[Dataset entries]
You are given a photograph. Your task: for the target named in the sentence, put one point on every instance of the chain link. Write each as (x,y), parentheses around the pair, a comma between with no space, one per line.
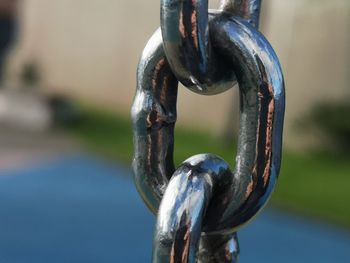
(203,203)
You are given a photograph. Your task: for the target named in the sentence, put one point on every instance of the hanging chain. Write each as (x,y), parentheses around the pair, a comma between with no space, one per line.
(202,204)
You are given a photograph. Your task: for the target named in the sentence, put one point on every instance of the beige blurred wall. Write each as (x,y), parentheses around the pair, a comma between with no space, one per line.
(90,49)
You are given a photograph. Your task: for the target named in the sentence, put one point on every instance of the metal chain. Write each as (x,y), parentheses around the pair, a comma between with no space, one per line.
(202,204)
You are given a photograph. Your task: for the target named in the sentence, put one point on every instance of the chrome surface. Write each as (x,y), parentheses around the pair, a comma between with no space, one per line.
(184,206)
(187,43)
(204,203)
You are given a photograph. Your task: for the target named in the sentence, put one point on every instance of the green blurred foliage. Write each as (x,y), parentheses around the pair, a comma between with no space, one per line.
(332,119)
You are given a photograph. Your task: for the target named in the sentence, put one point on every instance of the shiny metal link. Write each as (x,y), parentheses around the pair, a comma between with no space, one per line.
(196,221)
(183,209)
(187,43)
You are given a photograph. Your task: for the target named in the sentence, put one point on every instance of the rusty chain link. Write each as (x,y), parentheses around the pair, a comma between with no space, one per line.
(202,204)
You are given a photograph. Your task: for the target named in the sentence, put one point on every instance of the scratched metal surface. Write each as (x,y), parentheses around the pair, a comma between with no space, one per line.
(81,209)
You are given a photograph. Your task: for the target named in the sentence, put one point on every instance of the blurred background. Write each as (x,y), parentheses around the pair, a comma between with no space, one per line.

### [Requirement]
Copy out every one of the rows above word for word, omitting the picture.

### [Solved exercise]
You are given a photograph. Your task: for the target named in the sentence, put one point on every instance of the chain link. Write each as (x,y), parentheses around the pair, a comma between with no space, one per line.
(203,203)
You are given a photograph. Your task: for the target named in the sentence, put one point on every instance of the hanging chain. Write each as (x,y), parentheses around the pair, a comma between with no space, one per line.
(202,204)
You are given a photograph. Your task: for the target named in the sentence, put one point on every instance of the beige blurred wall. Write each as (x,y), parentheses around the pair, a comma between with no space, one per line.
(90,49)
You are given a photograph. Your task: for the target named in the sentence, put one point on every instance of the metal chain. Write each as (x,y), parentheses around the pair, a comma between with no space, one per line.
(202,204)
You are given a photograph. Your task: for the target named in the sentence, put one point on every instance of the chrome surface. Write each as (x,y), parentheses around the pair, a comma between with no space, one per line.
(184,206)
(187,43)
(204,203)
You are given a photograph. Your task: for the target named in the sentence, put one point on every instance of the green blurred foliage. Write each as (x,y), parentheses around the pair, a comma between with no space, one per line.
(332,119)
You are given a photograph. Your task: for the target named in the sentence, put one point on every instance of the shiny metal link. Write each as (x,y), parentheses around the pair, a comma between with no space, one per line.
(196,221)
(183,209)
(187,43)
You are given a photograph. Your task: for the target named in the sentence, put one point on every instance of the rusty chain link. Write each as (x,y), parentheses around the pair, a comma between with no space, one per line.
(202,204)
You are given a photograph. Your task: for the target named in the sentence, put one point on every instance of the scratched metal surface. Write each as (x,y), parentheses around the pair, a comma between with no space, one per line.
(81,209)
You are given a photograph. Your task: for the target named in the sentence, put one point on every instance of the blurred background. Write each as (x,y), parentheses around the pair, a comma between with no space, one per line.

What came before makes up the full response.